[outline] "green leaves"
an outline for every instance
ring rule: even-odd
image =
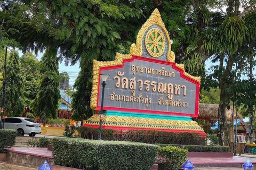
[[[25,111],[25,86],[20,71],[19,55],[17,52],[14,52],[11,54],[6,65],[6,72],[5,108],[6,114],[10,116],[20,116]],[[1,96],[3,91],[2,88]]]
[[[61,96],[59,90],[60,76],[59,75],[58,62],[54,56],[44,54],[41,59],[43,67],[39,92],[30,104],[35,116],[40,118],[56,118],[58,100]]]
[[[238,19],[237,16],[229,17],[220,27],[220,42],[225,51],[231,55],[243,45],[248,30],[244,21]]]

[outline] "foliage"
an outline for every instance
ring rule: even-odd
[[[169,146],[166,144],[155,144],[161,147]],[[172,146],[182,147],[185,149],[188,149],[190,152],[230,152],[230,147],[227,146],[200,146],[191,144],[171,144]]]
[[[76,127],[75,126],[69,126],[69,125],[66,124],[65,125],[65,132],[63,132],[63,135],[68,138],[73,137],[73,134],[75,133]]]
[[[30,104],[30,107],[35,116],[44,118],[45,126],[46,118],[56,118],[58,108],[58,100],[61,96],[58,87],[60,85],[58,63],[54,56],[44,54],[41,59],[42,76],[39,92]]]
[[[219,88],[210,88],[209,90],[202,89],[200,92],[199,103],[211,104],[220,103],[220,89]]]
[[[207,135],[207,140],[210,140],[210,144],[218,144],[218,138],[216,134],[208,134]]]
[[[6,152],[5,147],[14,145],[17,135],[17,131],[14,129],[0,130],[0,152]]]
[[[40,86],[40,63],[32,52],[27,52],[20,57],[21,72],[24,80],[25,106],[29,106],[36,98]]]
[[[24,81],[20,71],[20,64],[18,53],[11,54],[6,65],[5,80],[5,109],[10,116],[20,116],[25,111]],[[1,95],[3,90],[1,87]],[[2,100],[0,101],[2,103]]]
[[[87,64],[87,65],[82,67],[74,85],[76,90],[71,96],[71,112],[74,111],[74,113],[70,118],[76,121],[81,121],[81,126],[83,125],[84,120],[89,118],[93,113],[90,106],[92,88],[92,83],[91,81],[92,77],[92,71],[91,65]]]
[[[27,113],[27,114],[26,114],[26,117],[29,118],[31,118],[34,117],[34,114],[31,113]]]
[[[52,139],[45,137],[35,138],[29,139],[28,141],[28,147],[47,148],[49,144],[52,142]]]
[[[65,120],[64,118],[60,119],[57,118],[55,119],[51,118],[48,121],[47,123],[51,124],[51,126],[63,127],[67,124],[70,124],[69,120]]]
[[[83,169],[148,170],[158,148],[146,143],[65,138],[54,138],[52,144],[54,164]]]
[[[186,161],[188,149],[172,146],[160,147],[158,154],[164,159],[158,159],[164,166],[173,170],[178,170],[179,166],[182,165]]]
[[[82,138],[98,139],[99,128],[77,127]],[[147,143],[180,144],[205,144],[205,139],[200,134],[188,132],[172,132],[155,130],[118,130],[102,129],[101,139],[104,140],[121,140]]]

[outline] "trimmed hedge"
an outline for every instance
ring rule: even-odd
[[[54,164],[83,169],[148,170],[158,146],[124,141],[54,138]]]
[[[168,146],[159,148],[158,152],[164,159],[159,158],[157,159],[157,162],[163,164],[164,169],[166,167],[178,170],[178,167],[184,164],[187,160],[188,149]]]
[[[28,147],[47,148],[51,141],[52,139],[45,137],[32,138],[28,140],[27,146]]]
[[[165,144],[154,144],[161,147],[168,146]],[[171,146],[182,147],[184,149],[187,149],[189,152],[230,152],[230,147],[227,146],[198,146],[198,145],[181,145],[181,144],[171,144]]]
[[[0,130],[0,152],[6,152],[6,147],[14,145],[17,134],[17,131],[14,129]]]
[[[98,128],[77,127],[82,138],[98,139]],[[155,130],[118,130],[102,129],[101,139],[126,141],[147,143],[205,145],[206,138],[202,134],[189,132],[172,132]]]

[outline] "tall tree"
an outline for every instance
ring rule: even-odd
[[[61,98],[59,86],[58,61],[57,57],[45,53],[42,57],[42,69],[39,92],[30,104],[35,116],[43,118],[45,126],[46,118],[57,118],[58,101]]]
[[[93,114],[93,110],[90,106],[91,91],[92,87],[91,64],[86,63],[81,67],[79,75],[74,85],[76,90],[71,95],[72,111],[74,113],[70,118],[76,121],[81,121],[83,125],[84,120]]]
[[[12,53],[6,66],[5,110],[10,116],[20,116],[25,111],[24,82],[18,53]],[[1,93],[3,90],[1,87]],[[0,101],[2,103],[2,100]]]
[[[40,63],[32,52],[27,52],[20,57],[21,72],[24,79],[25,105],[29,106],[36,98],[40,86]]]
[[[254,6],[255,4],[252,7]],[[210,79],[213,76],[215,80],[218,80],[220,89],[217,135],[221,145],[224,144],[225,109],[232,95],[228,92],[229,89],[241,79],[244,68],[256,53],[254,38],[256,34],[253,31],[256,29],[256,14],[251,12],[244,15],[245,11],[249,12],[251,6],[238,13],[234,10],[234,7],[236,5],[228,7],[228,11],[234,12],[228,13],[223,23],[219,27],[216,41],[213,43],[207,42],[214,44],[212,46],[217,52],[214,60],[220,62],[219,66],[215,67],[214,73]]]

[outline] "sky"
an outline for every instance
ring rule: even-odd
[[[19,52],[19,53],[20,56],[23,55],[21,52]],[[35,55],[35,54],[34,54]],[[38,61],[41,60],[43,54],[43,53],[41,53],[38,52],[38,53],[37,54],[37,59]],[[70,64],[69,64],[68,66],[66,66],[64,61],[62,61],[61,63],[59,63],[59,72],[61,73],[63,71],[66,71],[67,73],[68,73],[68,75],[69,76],[69,85],[74,85],[75,83],[75,80],[78,75],[78,73],[80,71],[79,64],[79,62],[78,62],[74,65],[70,66]]]

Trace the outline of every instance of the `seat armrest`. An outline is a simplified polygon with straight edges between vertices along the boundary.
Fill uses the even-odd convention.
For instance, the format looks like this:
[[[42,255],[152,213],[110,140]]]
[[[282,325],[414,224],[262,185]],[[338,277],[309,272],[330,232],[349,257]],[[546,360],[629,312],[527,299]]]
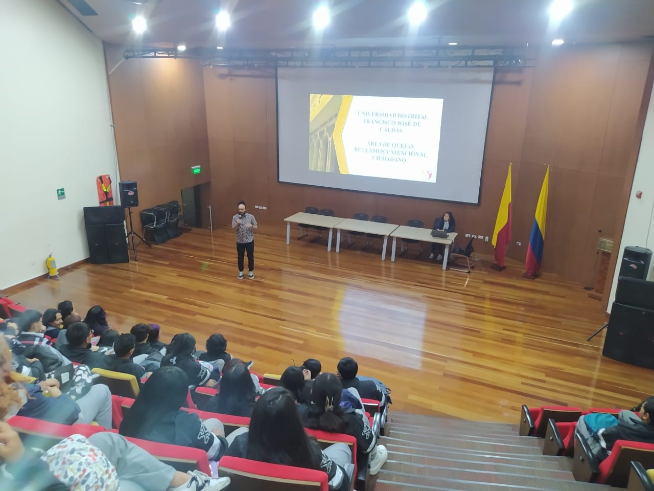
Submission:
[[[519,434],[521,437],[531,437],[536,430],[536,426],[534,424],[534,420],[532,419],[529,413],[529,408],[526,405],[523,404],[520,412],[520,429]]]
[[[627,491],[654,491],[654,484],[650,479],[643,464],[631,461],[629,471],[629,482],[627,485]]]
[[[557,423],[550,418],[547,420],[547,429],[545,432],[543,455],[563,455],[565,450],[566,446],[561,433],[557,427]]]
[[[574,458],[572,475],[576,481],[594,482],[600,473],[599,462],[591,451],[591,446],[579,431],[574,434]]]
************
• **VOTRE OBJECTIF**
Reproduisez tout le matériel ci-dessus sous forme de tableau Markdown à deux colonnes : « N° » pour le numéro de rang et « Ligne » pour le texte de chaque ligne, sans les lignes vides. N'incluez pas les images dans la réponse.

• **RÉSULTAT OBTENU**
| N° | Ligne |
|---|---|
| 1 | [outline] "green leaves" |
| 2 | an outline for every instance |
| 3 | ring rule: even-odd |
| 4 | image = |
| 5 | [[[25,111],[25,86],[20,71],[19,55],[17,52],[14,52],[11,54],[6,65],[6,72],[5,108],[6,114],[10,116],[20,116]],[[1,96],[3,91],[2,88]]] |
| 6 | [[[61,96],[59,90],[60,76],[59,75],[58,62],[54,56],[44,54],[41,59],[43,67],[39,92],[30,104],[35,116],[40,118],[56,118],[58,100]]] |
| 7 | [[[238,19],[237,16],[229,17],[220,27],[220,42],[225,51],[231,55],[243,45],[248,30],[244,21]]] |
| 8 | [outline] "foliage" |
| 9 | an outline for every instance |
| 10 | ring rule: even-odd |
| 11 | [[[169,146],[166,144],[155,144],[161,147]],[[172,146],[182,147],[185,149],[188,149],[190,152],[230,152],[230,147],[227,146],[200,146],[191,144],[171,144]]] |
| 12 | [[[76,127],[75,126],[69,126],[69,125],[66,124],[65,125],[65,132],[63,132],[63,135],[68,138],[73,137],[73,134],[75,133]]] |
| 13 | [[[30,104],[30,107],[35,116],[44,118],[45,126],[46,118],[56,118],[58,108],[58,100],[61,96],[58,87],[60,85],[58,63],[54,56],[44,54],[41,59],[42,76],[39,92]]] |
| 14 | [[[219,88],[210,88],[209,90],[202,89],[200,92],[199,103],[211,104],[220,103],[220,89]]] |
| 15 | [[[207,135],[207,140],[210,140],[210,144],[218,144],[218,138],[216,134],[208,134]]] |
| 16 | [[[6,152],[5,147],[14,145],[17,135],[17,131],[14,129],[0,130],[0,152]]] |
| 17 | [[[40,86],[40,63],[32,52],[27,52],[20,57],[21,72],[24,80],[25,106],[29,106],[36,98]]] |
| 18 | [[[24,81],[20,71],[20,64],[18,53],[11,54],[6,65],[5,80],[5,109],[10,116],[20,116],[25,111]],[[1,95],[3,90],[1,87]],[[2,100],[0,101],[2,103]]] |
| 19 | [[[87,64],[87,65],[82,67],[74,85],[76,90],[71,96],[71,112],[74,111],[74,113],[70,118],[76,121],[81,121],[81,126],[83,125],[84,120],[89,118],[93,113],[90,106],[92,88],[92,83],[91,81],[92,77],[92,71],[91,65]]] |
| 20 | [[[27,113],[27,114],[26,114],[26,117],[29,118],[31,118],[34,117],[34,114],[31,113]]] |
| 21 | [[[52,139],[45,137],[35,138],[29,139],[28,141],[28,147],[47,148],[49,144],[52,142]]] |
| 22 | [[[65,120],[64,118],[60,119],[57,118],[55,119],[51,118],[48,121],[47,123],[51,124],[51,126],[63,127],[67,124],[70,124],[69,120]]] |
| 23 | [[[83,169],[148,170],[158,148],[146,143],[65,138],[54,138],[52,144],[54,164]]] |
| 24 | [[[186,161],[188,149],[172,146],[160,147],[158,154],[164,159],[158,159],[164,166],[173,170],[178,170],[179,166],[182,165]]] |
| 25 | [[[82,138],[98,139],[99,128],[77,127]],[[147,143],[180,144],[205,144],[205,139],[200,134],[188,132],[172,132],[155,130],[118,130],[102,129],[101,139],[104,140],[121,140]]] |
| 26 | [outline] "trimmed hedge" |
| 27 | an outline for every instance |
| 28 | ring rule: even-odd |
| 29 | [[[54,164],[83,169],[148,170],[158,146],[124,141],[54,138]]] |
| 30 | [[[168,146],[159,148],[158,152],[164,159],[159,158],[157,159],[157,162],[163,164],[164,169],[166,167],[178,170],[178,167],[184,164],[187,160],[188,149]]] |
| 31 | [[[28,147],[47,148],[51,141],[52,139],[45,137],[32,138],[28,140],[27,146]]] |
| 32 | [[[165,144],[154,144],[161,147],[168,146]],[[171,146],[182,147],[184,149],[187,149],[189,152],[230,152],[230,147],[227,146],[198,146],[198,145],[181,145],[181,144],[171,144]]] |
| 33 | [[[0,130],[0,152],[6,152],[6,147],[14,145],[17,134],[17,131],[14,129]]] |
| 34 | [[[98,128],[77,127],[82,138],[98,139]],[[155,130],[118,130],[102,129],[101,139],[126,141],[147,143],[205,145],[206,138],[202,134],[189,132],[172,132]]] |
| 35 | [outline] "tall tree" |
| 36 | an outline for every instance |
| 37 | ring rule: even-odd |
| 38 | [[[61,98],[59,86],[58,61],[57,57],[45,53],[42,57],[42,69],[39,92],[30,104],[35,116],[43,118],[45,126],[46,118],[57,118],[58,101]]] |
| 39 | [[[93,114],[93,110],[90,106],[91,91],[92,87],[91,64],[86,63],[81,67],[79,75],[74,85],[76,90],[71,95],[72,111],[74,113],[70,118],[76,121],[81,121],[83,125],[84,120]]] |
| 40 | [[[12,53],[6,66],[5,110],[10,116],[20,116],[25,111],[24,82],[18,53]],[[1,93],[3,90],[1,87]],[[0,101],[2,103],[2,100]]] |
| 41 | [[[40,63],[32,52],[27,52],[20,57],[21,72],[24,79],[25,105],[29,106],[36,98],[40,86]]] |
| 42 | [[[254,6],[255,4],[252,7]],[[210,79],[213,76],[215,80],[218,80],[220,89],[217,135],[221,145],[224,144],[225,109],[232,95],[228,92],[229,89],[241,79],[244,68],[256,53],[254,38],[256,34],[253,31],[256,29],[256,14],[251,12],[244,15],[245,11],[249,12],[251,6],[238,13],[234,10],[234,7],[236,5],[228,7],[228,11],[234,12],[228,13],[223,23],[219,27],[216,41],[213,43],[207,42],[214,44],[212,46],[217,52],[214,60],[220,62],[219,66],[215,67],[214,73]]] |
| 43 | [outline] "sky" |
| 44 | an outline for every instance |
| 45 | ring rule: even-odd |
| 46 | [[[19,52],[19,53],[20,56],[23,55],[21,52]],[[35,55],[35,54],[34,54]],[[38,61],[41,60],[43,54],[43,53],[41,53],[38,52],[38,53],[37,54],[37,59]],[[70,64],[69,64],[68,66],[66,66],[64,61],[62,61],[61,63],[59,63],[59,72],[61,73],[63,71],[66,71],[67,73],[68,73],[68,75],[69,76],[69,85],[74,85],[75,83],[75,80],[78,75],[78,73],[80,71],[79,64],[79,62],[78,62],[74,65],[70,66]]] |
| 47 | Trace the outline of every instance of the `seat armrest`. An outline is a simplified polygon with straight edges between vertices along the boundary. |
| 48 | Fill uses the even-odd convention. |
| 49 | For instance, the format looks like this: |
| 50 | [[[42,255],[152,213],[110,140]]] |
| 51 | [[[282,325],[414,224],[262,185]],[[338,277],[309,272],[330,232],[349,257]],[[546,360],[629,312],[527,299]]] |
| 52 | Submission: |
| 53 | [[[519,434],[521,437],[531,437],[536,430],[536,426],[534,424],[534,420],[532,419],[529,413],[529,408],[526,405],[523,404],[520,412],[520,429]]] |
| 54 | [[[627,491],[654,491],[654,484],[650,479],[643,464],[631,461],[629,471],[629,482],[627,485]]] |
| 55 | [[[557,423],[550,418],[547,420],[547,429],[545,432],[543,455],[563,455],[565,450],[566,446],[561,433],[557,427]]] |
| 56 | [[[574,458],[572,475],[576,481],[594,482],[600,473],[599,462],[591,451],[591,446],[579,431],[574,434]]] |